- WHAT IS REQUIRED: Every record below is to be copied exactly, with its images omitted.

═══ DATA LISTING ═══

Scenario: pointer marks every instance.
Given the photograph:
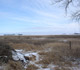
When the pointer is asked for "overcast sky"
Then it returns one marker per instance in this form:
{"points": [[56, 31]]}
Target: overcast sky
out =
{"points": [[34, 17]]}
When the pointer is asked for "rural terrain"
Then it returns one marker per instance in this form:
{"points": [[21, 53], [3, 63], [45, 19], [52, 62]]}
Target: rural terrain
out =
{"points": [[49, 52]]}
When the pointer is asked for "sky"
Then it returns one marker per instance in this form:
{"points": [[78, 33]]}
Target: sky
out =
{"points": [[34, 17]]}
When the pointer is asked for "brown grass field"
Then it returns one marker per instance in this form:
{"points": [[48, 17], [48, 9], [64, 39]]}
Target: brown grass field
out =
{"points": [[60, 50]]}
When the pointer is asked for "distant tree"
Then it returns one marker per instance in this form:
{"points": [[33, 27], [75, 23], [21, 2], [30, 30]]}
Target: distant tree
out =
{"points": [[70, 4]]}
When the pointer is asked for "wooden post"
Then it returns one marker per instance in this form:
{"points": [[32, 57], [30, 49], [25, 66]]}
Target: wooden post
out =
{"points": [[70, 44]]}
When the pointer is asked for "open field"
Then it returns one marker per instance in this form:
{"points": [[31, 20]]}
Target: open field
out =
{"points": [[59, 52]]}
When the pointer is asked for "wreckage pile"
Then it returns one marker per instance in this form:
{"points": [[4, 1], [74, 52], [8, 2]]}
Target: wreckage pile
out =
{"points": [[8, 53]]}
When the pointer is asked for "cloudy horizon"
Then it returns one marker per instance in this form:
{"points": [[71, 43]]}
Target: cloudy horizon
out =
{"points": [[37, 17]]}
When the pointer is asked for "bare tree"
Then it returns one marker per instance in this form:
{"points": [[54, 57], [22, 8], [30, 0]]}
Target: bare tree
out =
{"points": [[72, 4]]}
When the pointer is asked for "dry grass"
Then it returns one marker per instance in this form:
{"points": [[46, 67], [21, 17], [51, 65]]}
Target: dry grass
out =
{"points": [[52, 51]]}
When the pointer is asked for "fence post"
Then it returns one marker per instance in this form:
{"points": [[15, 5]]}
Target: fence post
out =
{"points": [[70, 44]]}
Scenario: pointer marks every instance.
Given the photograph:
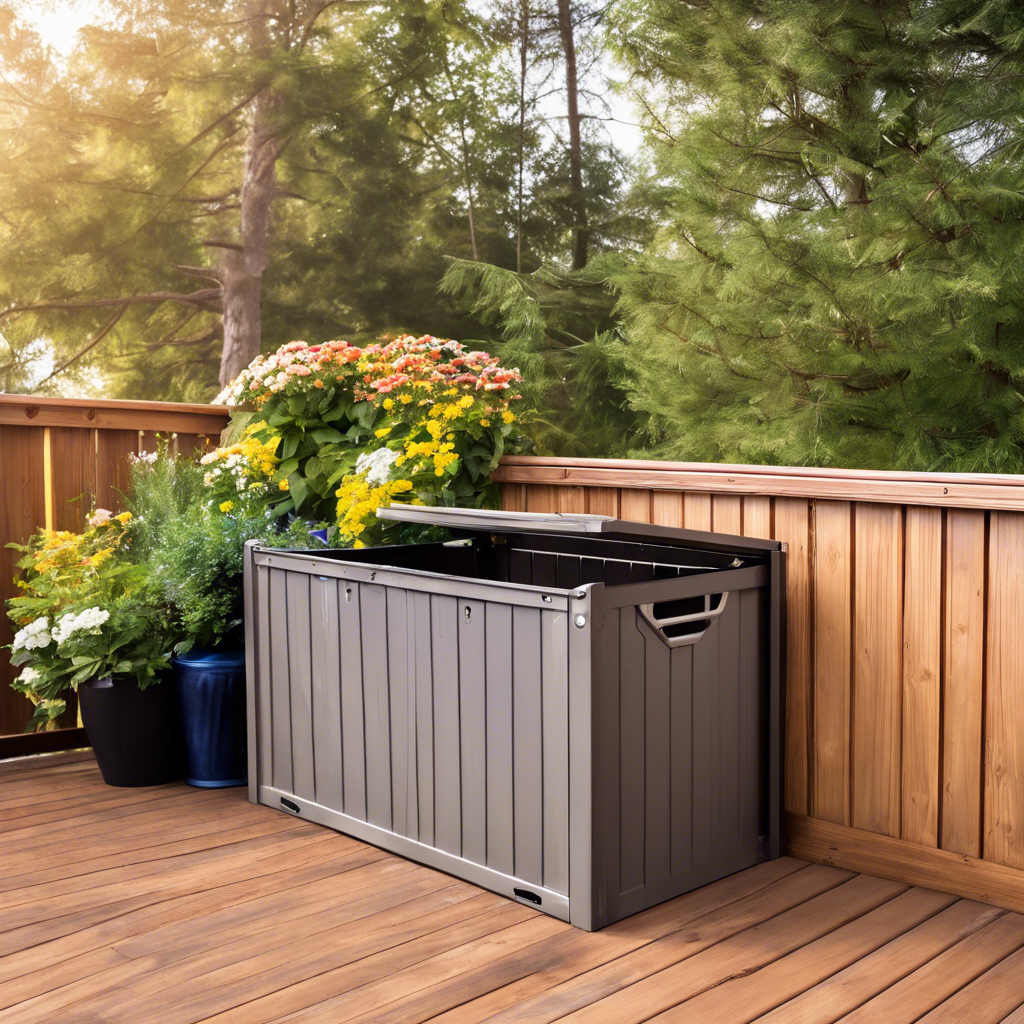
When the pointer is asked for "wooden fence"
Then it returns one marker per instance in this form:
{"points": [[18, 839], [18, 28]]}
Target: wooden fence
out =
{"points": [[58, 458], [904, 748]]}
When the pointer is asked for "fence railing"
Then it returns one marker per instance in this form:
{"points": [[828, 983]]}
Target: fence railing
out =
{"points": [[58, 457], [904, 747]]}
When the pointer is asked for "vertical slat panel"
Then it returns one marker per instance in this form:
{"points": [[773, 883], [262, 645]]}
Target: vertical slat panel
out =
{"points": [[424, 696], [922, 675], [473, 729], [657, 781], [352, 741], [877, 677], [571, 499], [113, 474], [667, 508], [603, 501], [696, 511], [726, 514], [72, 452], [499, 669], [514, 497], [326, 692], [527, 745], [632, 756], [833, 567], [555, 727], [757, 517], [963, 693], [1005, 692], [400, 651], [634, 505], [794, 526], [281, 702], [300, 683], [542, 498], [681, 715], [448, 787], [264, 700], [376, 704]]}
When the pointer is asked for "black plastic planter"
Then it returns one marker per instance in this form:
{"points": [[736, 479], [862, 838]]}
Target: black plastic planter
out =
{"points": [[210, 686], [133, 732]]}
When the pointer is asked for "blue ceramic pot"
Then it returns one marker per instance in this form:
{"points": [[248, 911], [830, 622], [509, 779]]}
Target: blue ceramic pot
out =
{"points": [[210, 686]]}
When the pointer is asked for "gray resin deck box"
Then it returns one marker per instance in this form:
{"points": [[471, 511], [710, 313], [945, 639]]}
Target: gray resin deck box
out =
{"points": [[576, 712]]}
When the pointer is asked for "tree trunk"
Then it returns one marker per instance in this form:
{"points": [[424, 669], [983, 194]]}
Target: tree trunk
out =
{"points": [[243, 268], [579, 200]]}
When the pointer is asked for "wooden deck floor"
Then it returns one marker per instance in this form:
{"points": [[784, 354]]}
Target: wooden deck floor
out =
{"points": [[172, 905]]}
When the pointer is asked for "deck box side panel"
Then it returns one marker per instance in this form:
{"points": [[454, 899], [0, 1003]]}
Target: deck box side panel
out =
{"points": [[680, 748]]}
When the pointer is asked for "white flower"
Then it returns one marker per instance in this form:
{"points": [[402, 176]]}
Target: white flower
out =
{"points": [[376, 465], [36, 634], [70, 624]]}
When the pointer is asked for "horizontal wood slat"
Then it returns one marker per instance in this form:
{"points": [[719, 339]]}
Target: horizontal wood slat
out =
{"points": [[947, 491], [905, 677]]}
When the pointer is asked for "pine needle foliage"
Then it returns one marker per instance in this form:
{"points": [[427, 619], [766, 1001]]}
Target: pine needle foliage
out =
{"points": [[839, 273], [559, 329]]}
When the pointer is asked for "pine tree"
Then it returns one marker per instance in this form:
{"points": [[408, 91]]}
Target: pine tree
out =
{"points": [[838, 276]]}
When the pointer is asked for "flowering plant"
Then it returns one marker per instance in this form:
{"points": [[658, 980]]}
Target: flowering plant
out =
{"points": [[82, 613], [423, 418]]}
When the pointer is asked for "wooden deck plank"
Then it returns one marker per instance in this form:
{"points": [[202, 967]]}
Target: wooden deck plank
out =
{"points": [[183, 907], [847, 989]]}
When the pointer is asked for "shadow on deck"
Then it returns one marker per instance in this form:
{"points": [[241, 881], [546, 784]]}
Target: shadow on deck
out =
{"points": [[172, 904]]}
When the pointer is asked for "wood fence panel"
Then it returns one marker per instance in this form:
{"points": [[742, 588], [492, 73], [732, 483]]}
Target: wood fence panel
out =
{"points": [[22, 510], [1004, 841], [696, 511], [922, 675], [793, 524], [603, 501], [59, 457], [904, 646], [667, 508], [727, 514], [757, 517], [963, 692], [73, 458], [833, 653], [877, 701]]}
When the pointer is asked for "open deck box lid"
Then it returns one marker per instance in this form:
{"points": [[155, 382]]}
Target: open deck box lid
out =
{"points": [[571, 522]]}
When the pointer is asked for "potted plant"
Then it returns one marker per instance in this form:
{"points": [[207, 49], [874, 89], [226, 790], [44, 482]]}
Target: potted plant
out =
{"points": [[90, 621], [192, 543]]}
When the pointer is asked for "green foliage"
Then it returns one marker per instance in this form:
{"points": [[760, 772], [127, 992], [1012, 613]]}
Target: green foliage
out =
{"points": [[839, 273], [189, 551], [559, 328], [85, 611], [419, 417]]}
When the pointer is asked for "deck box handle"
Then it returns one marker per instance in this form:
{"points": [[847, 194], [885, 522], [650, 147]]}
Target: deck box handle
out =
{"points": [[688, 628]]}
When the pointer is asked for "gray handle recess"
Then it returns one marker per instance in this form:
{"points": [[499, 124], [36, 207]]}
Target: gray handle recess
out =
{"points": [[708, 614]]}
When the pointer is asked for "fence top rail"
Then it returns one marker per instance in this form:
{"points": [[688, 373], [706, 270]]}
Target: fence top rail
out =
{"points": [[1001, 492], [105, 414]]}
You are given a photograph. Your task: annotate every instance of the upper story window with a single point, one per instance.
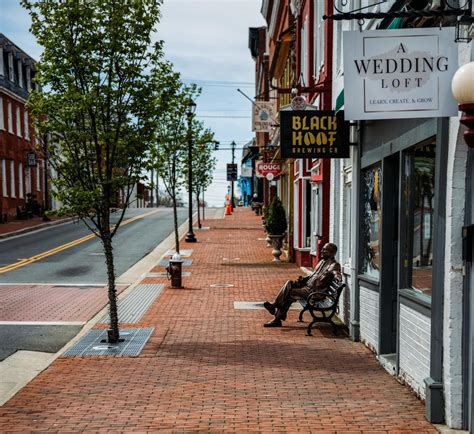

═══

- TASK RESPONSE:
Scenario: pointer marks every instance.
Given the photograph:
When the pointer is asked for "overcast sky"
Then it returns one marker per instance in this form:
{"points": [[56, 31]]}
Target: overcast sky
out =
{"points": [[34, 17]]}
When the pointer is asked for "rural terrain"
Then it returns one marker per instance in this form:
{"points": [[21, 53], [3, 63], [45, 19], [52, 62]]}
Target: rural terrain
out =
{"points": [[49, 52]]}
When the pointer is asked for "sky"
Then it returns one marker per instance in this form:
{"points": [[78, 33]]}
Target: sky
out =
{"points": [[34, 17]]}
When the pointer is asked for "brown grass field"
Then it returns one marker per instance in this form:
{"points": [[48, 17], [48, 9], [64, 39]]}
Target: brown grass field
out =
{"points": [[60, 50]]}
When the pointer is asked for "distant tree"
Then it returns one marker per instance in this form:
{"points": [[33, 27], [75, 23], [21, 2], [30, 30]]}
Target: distant tree
out =
{"points": [[70, 4]]}
When the pointer is asked for "wooden post"
Then it returns one marker per instance in this form:
{"points": [[32, 57], [30, 49], [25, 66]]}
Target: wooden post
out =
{"points": [[70, 44]]}
When the pointer is asked for "open field"
Then it returns one marker per instance in this form:
{"points": [[31, 20]]}
Target: open field
out =
{"points": [[59, 52]]}
When the pointer is asked for "wreckage pile"
Then it returns one marker per instance in this form:
{"points": [[4, 1], [74, 52], [8, 2]]}
Target: wreckage pile
out =
{"points": [[8, 53]]}
When the pointer is asked for "cloudy horizon"
Then it returns one marker per instance in this form:
{"points": [[71, 43]]}
Target: cloudy horizon
out =
{"points": [[37, 17]]}
When the pointer is asked for "bare tree"
Then it returns one marker per instance in this form:
{"points": [[54, 57], [22, 8], [30, 0]]}
Target: bare tree
out =
{"points": [[72, 4]]}
When the pointer is asked for "dry grass"
Then it returns one marker per instance in this form:
{"points": [[46, 67], [21, 17], [51, 65]]}
Target: dry grass
out =
{"points": [[52, 51]]}
When the pointer is asked for "fence post"
Then it returns one marker per instance in this form:
{"points": [[15, 5]]}
Target: fence post
out =
{"points": [[70, 44]]}
Scenario: pointer marks every instance.
Given the photograph:
When the pointer is asked for "wooden fence"
Then it returns one marker per instance in this form:
{"points": [[18, 839], [18, 28]]}
Target: wooden fence
out =
{"points": [[58, 458], [904, 748]]}
When the pointer is asked for "fence railing"
Then it returns one marker per instance in this form:
{"points": [[828, 983]]}
Target: fence railing
out =
{"points": [[58, 457], [904, 747]]}
When the pointer is asked for "vertical slat panel"
Then it returns one marker per instance in this form:
{"points": [[773, 883], [262, 645]]}
Target: vertical slat panel
out =
{"points": [[424, 696], [922, 675], [473, 729], [657, 781], [352, 741], [877, 677], [571, 499], [113, 474], [667, 508], [603, 501], [696, 511], [726, 514], [72, 452], [499, 669], [514, 497], [326, 692], [527, 745], [632, 756], [833, 567], [555, 727], [757, 517], [963, 693], [1005, 692], [400, 651], [634, 505], [794, 526], [281, 702], [300, 683], [542, 498], [681, 715], [448, 787], [264, 700], [376, 704]]}
When the pointer is asked for "black plastic planter"
Then it returns one marker per instance in this form:
{"points": [[736, 479], [862, 838]]}
Target: black plastic planter
out =
{"points": [[210, 686], [133, 732]]}
When the pointer is asked for "blue ceramic pot"
Then it returns one marker per instance in this form:
{"points": [[248, 911], [830, 622], [509, 779]]}
Target: blue ceramic pot
out =
{"points": [[210, 686]]}
When the pointer is asked for "gray resin deck box"
Then it returns one marker per instance in this form:
{"points": [[471, 511], [710, 313], [945, 639]]}
Target: gray resin deck box
out =
{"points": [[576, 712]]}
When the pointer is asked for "tree trunk"
Then it returns one marker per instance in this form:
{"points": [[424, 669], [983, 194]]}
Target: tree trunk
out =
{"points": [[243, 268], [579, 200]]}
When the pointer is asked for "wooden deck floor"
Then it returns one marker per instance in this form:
{"points": [[784, 354]]}
Target: wooden deck floor
out =
{"points": [[172, 905]]}
When the pointer is asked for "deck box side panel"
Then it returns one marker per instance in this form:
{"points": [[454, 899], [0, 1003]]}
Target: deck box side panel
out =
{"points": [[680, 748]]}
When the pointer is asked for "white flower"
Then it returns one marker per instance in this form:
{"points": [[402, 176]]}
Target: white flower
out =
{"points": [[376, 465], [36, 634], [70, 624]]}
When the pointer is asked for "horizontal wood slat"
Then it returns one marker per instance in this form:
{"points": [[719, 339]]}
Target: horizontal wood slat
out =
{"points": [[947, 491], [905, 677]]}
When the pointer is asked for "pine needle foliage"
Then it returns one marker per instance in this form:
{"points": [[427, 619], [766, 1001]]}
Target: pine needle foliage
out =
{"points": [[839, 273], [559, 329]]}
When the pointer is asked for "pine tree"
Then it returns one marker per instance in this form:
{"points": [[408, 91]]}
Target: pine tree
out =
{"points": [[838, 276]]}
When the pointer is asked for "flowering plant"
Then it returns one marker per instance in this form:
{"points": [[658, 980]]}
Target: flowering plant
out =
{"points": [[82, 613], [423, 418]]}
When the pointer is asked for "wooden deck plank"
Then it returns one marker per instance in this form:
{"points": [[202, 967]]}
Target: wooden deck plank
out =
{"points": [[183, 907], [847, 989]]}
When the pointer is asked for "shadow on deck"
Then it returns one marker per instance in this form:
{"points": [[241, 881], [546, 784]]}
Target: shadow on deck
out =
{"points": [[172, 904]]}
When the pointer is asked for "wood fence panel"
Then it returns one marker per instance in this form:
{"points": [[742, 588], [492, 73], [732, 483]]}
Target: wood fence panel
out =
{"points": [[22, 510], [1004, 841], [696, 511], [922, 675], [793, 524], [603, 501], [59, 457], [904, 646], [667, 508], [727, 514], [757, 517], [963, 692], [73, 458], [833, 653], [877, 701]]}
When the pointer is asked for "open deck box lid"
Then it returns one marker per instance in this form:
{"points": [[155, 382]]}
Target: open deck box lid
out =
{"points": [[571, 522]]}
When the pointer is asked for "potted plant"
Then it returns one marker per instance in this form:
{"points": [[207, 49], [874, 89], [226, 790], [44, 482]]}
Target: potted plant
out =
{"points": [[90, 621], [192, 543]]}
When the pointer is asked for "green foliage"
Then it returns one marker per instance in this form:
{"points": [[760, 772], [127, 992], [1012, 613]]}
Target: green foliage
out =
{"points": [[839, 273], [189, 551], [559, 328], [85, 611], [419, 417]]}
When the pointer is asked for "deck box handle"
Then it returns one marker per instance in this form:
{"points": [[847, 194], [885, 522], [650, 147]]}
Target: deck box handle
out =
{"points": [[688, 628]]}
When the pointer is asked for "gray handle recess"
Then it returns one marker per instance in this form:
{"points": [[499, 124], [36, 207]]}
Target: gray handle recess
out =
{"points": [[708, 614]]}
When the pointer is asked for "fence top rail"
Then it returns one marker per instance in this form:
{"points": [[688, 373], [706, 270]]}
Target: fence top rail
out =
{"points": [[1001, 492], [105, 414]]}
You are given a photograph. Your task: annotate every instance of the upper story window with a single point, one per instance.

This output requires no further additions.